(Stored dataset items)
==================================================
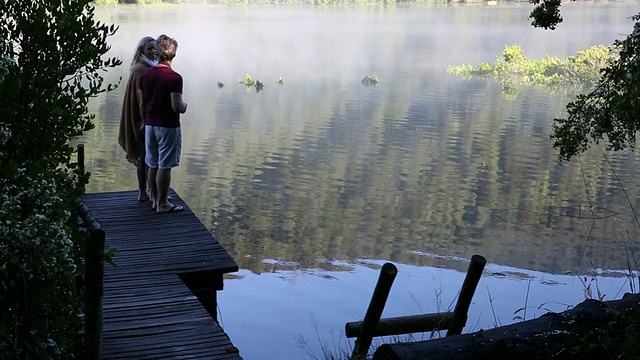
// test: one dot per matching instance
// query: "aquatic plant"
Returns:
(370, 80)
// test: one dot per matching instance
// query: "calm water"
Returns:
(312, 185)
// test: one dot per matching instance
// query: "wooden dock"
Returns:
(160, 300)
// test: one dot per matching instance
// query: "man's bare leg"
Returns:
(152, 180)
(163, 181)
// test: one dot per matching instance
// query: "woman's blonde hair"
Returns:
(141, 44)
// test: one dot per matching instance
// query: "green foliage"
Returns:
(546, 13)
(251, 82)
(51, 57)
(610, 111)
(106, 2)
(514, 70)
(369, 80)
(39, 263)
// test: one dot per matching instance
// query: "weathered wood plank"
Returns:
(148, 311)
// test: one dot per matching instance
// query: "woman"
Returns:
(131, 135)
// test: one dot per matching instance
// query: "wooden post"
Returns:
(466, 294)
(388, 274)
(93, 286)
(81, 157)
(80, 172)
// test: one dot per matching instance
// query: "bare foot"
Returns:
(170, 208)
(143, 196)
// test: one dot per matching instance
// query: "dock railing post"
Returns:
(93, 285)
(388, 274)
(81, 168)
(466, 294)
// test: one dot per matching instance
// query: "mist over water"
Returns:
(312, 185)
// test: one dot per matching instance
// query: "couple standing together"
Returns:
(150, 131)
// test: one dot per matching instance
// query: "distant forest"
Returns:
(283, 2)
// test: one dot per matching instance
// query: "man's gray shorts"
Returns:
(163, 147)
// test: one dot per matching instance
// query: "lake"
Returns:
(314, 182)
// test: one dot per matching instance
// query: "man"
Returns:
(161, 93)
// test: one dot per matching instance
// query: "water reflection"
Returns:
(301, 182)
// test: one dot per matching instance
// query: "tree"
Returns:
(609, 112)
(51, 59)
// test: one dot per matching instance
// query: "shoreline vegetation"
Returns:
(514, 70)
(294, 2)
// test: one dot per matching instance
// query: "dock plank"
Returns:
(148, 312)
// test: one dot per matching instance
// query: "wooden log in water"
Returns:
(546, 337)
(388, 273)
(404, 325)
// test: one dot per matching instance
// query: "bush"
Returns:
(51, 58)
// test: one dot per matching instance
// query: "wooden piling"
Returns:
(388, 274)
(93, 286)
(476, 266)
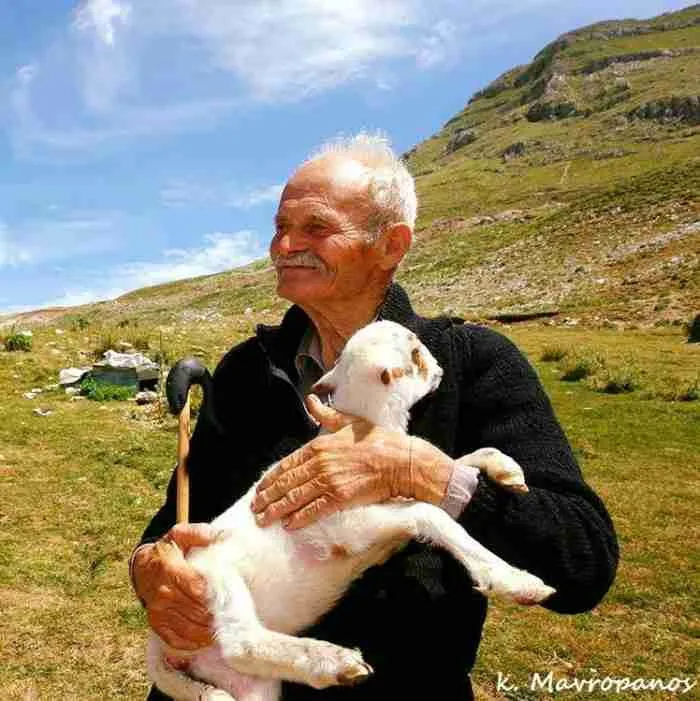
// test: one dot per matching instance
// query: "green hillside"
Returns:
(571, 183)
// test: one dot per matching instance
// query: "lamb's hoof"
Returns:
(215, 695)
(356, 676)
(517, 585)
(502, 469)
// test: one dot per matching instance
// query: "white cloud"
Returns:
(221, 251)
(256, 196)
(102, 16)
(439, 46)
(109, 76)
(41, 240)
(217, 253)
(180, 192)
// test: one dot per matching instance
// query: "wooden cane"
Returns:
(183, 477)
(182, 376)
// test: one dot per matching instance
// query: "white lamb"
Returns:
(264, 584)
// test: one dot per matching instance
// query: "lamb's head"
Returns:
(382, 372)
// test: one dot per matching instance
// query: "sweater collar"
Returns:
(282, 342)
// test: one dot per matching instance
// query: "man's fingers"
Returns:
(295, 499)
(329, 418)
(171, 631)
(293, 460)
(279, 488)
(323, 506)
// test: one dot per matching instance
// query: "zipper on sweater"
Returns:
(312, 428)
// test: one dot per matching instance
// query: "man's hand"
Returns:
(173, 592)
(358, 464)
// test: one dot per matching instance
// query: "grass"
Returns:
(553, 354)
(18, 341)
(98, 470)
(582, 365)
(104, 392)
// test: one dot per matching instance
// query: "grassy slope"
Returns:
(76, 487)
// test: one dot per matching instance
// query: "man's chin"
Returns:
(298, 290)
==================================================
• **TASK DESCRIPTION**: Copy the records exactly as they appear, excluding images.

• **RESPONSE**:
// test: one dot per matching instance
// query: "aquatic plant"
Returns:
(370, 80)
// test: one dot per matching instance
// query: "calm water"
Returns:
(312, 185)
// test: one dot per matching instance
// query: "wooden dock"
Returns:
(160, 300)
// test: one dot per matching instance
// query: "man's bare leg"
Returns:
(152, 180)
(163, 181)
// test: one dot per matching instance
// query: "woman's blonde hair"
Returns:
(141, 44)
// test: one dot per matching instance
// query: "green foliage"
Returns:
(546, 13)
(251, 82)
(51, 57)
(610, 111)
(106, 2)
(514, 70)
(369, 80)
(39, 263)
// test: one dot per matching instance
// query: "weathered wood plank"
Returns:
(148, 311)
// test: one dot per matching instance
// query: "woman"
Returns:
(131, 135)
// test: one dot per matching instance
// query: "wooden post"
Returns:
(466, 294)
(388, 274)
(93, 286)
(81, 157)
(80, 172)
// test: one dot per matching instance
// query: "bare foot"
Returns:
(170, 208)
(143, 196)
// test: one dot per matching instance
// query: "dock railing post"
Returns:
(93, 285)
(388, 274)
(81, 168)
(466, 294)
// test: one dot per matching instance
// query: "mist over water"
Returns:
(312, 185)
// test: one dot per matching instance
// query: "couple standing together"
Returns:
(150, 131)
// test: one dot per matching instance
// query: "distant forest"
Returns:
(283, 2)
// test: one dot per matching instance
// query: "man's gray shorts"
Returns:
(163, 147)
// test: one dot per matching instance
// query: "lake"
Returns:
(314, 182)
// test: one dot per matching instance
// query: "man"
Returns:
(161, 93)
// test: one dot per matching instance
// query: "water reflection"
Returns:
(301, 182)
// test: one dot per matching instance
// query: "tree"
Returns:
(609, 112)
(51, 59)
// test: one dot per matching instance
// query: "shoreline vegetation"
Returns:
(514, 70)
(294, 2)
// test: one dot per matching instance
// query: "dock plank"
Returns:
(148, 312)
// test: one dot per matching instance
// query: "wooden log in water"
Returns:
(546, 337)
(388, 273)
(404, 325)
// test: one dot per matching instance
// query: "bush"
Returns:
(51, 58)
// test: one dot per matching instance
// query: "wooden piling"
Returns:
(388, 274)
(93, 286)
(476, 266)
// test: one dot per matching instance
// query: "green hillside"
Returns:
(571, 183)
// test: one dot per matching instance
// query: "lamb's hoof"
Returns:
(215, 695)
(356, 676)
(517, 585)
(502, 469)
// test: one dot per matching instance
// query: "white cloud"
Returns:
(221, 251)
(256, 196)
(102, 16)
(439, 46)
(109, 76)
(41, 240)
(217, 253)
(180, 192)
// test: one dot per matching instance
// query: "wooden cane"
Returns:
(183, 477)
(182, 376)
// test: one dot per matching instance
// query: "white lamb"
Returns:
(264, 584)
// test: one dot per matching instance
// query: "lamb's head"
Returns:
(382, 372)
// test: one dot per matching instance
// query: "sweater collar"
Returns:
(282, 342)
// test: one dot per matching instance
// query: "man's fingers"
Returns:
(295, 499)
(329, 418)
(171, 631)
(293, 460)
(279, 488)
(323, 506)
// test: one dot per matching instance
// query: "zipper on sweater"
Returns:
(312, 428)
// test: one dot per matching instance
// query: "man's hand"
Returns:
(173, 592)
(358, 464)
// test: one dot per matching instance
// query: "grass"
Returns:
(553, 354)
(18, 341)
(98, 470)
(582, 365)
(104, 392)
// test: one dot per matching instance
// query: "grassy slope"
Returns:
(76, 487)
// test: one dot per matching instance
// query: "man's chin"
Returns:
(298, 290)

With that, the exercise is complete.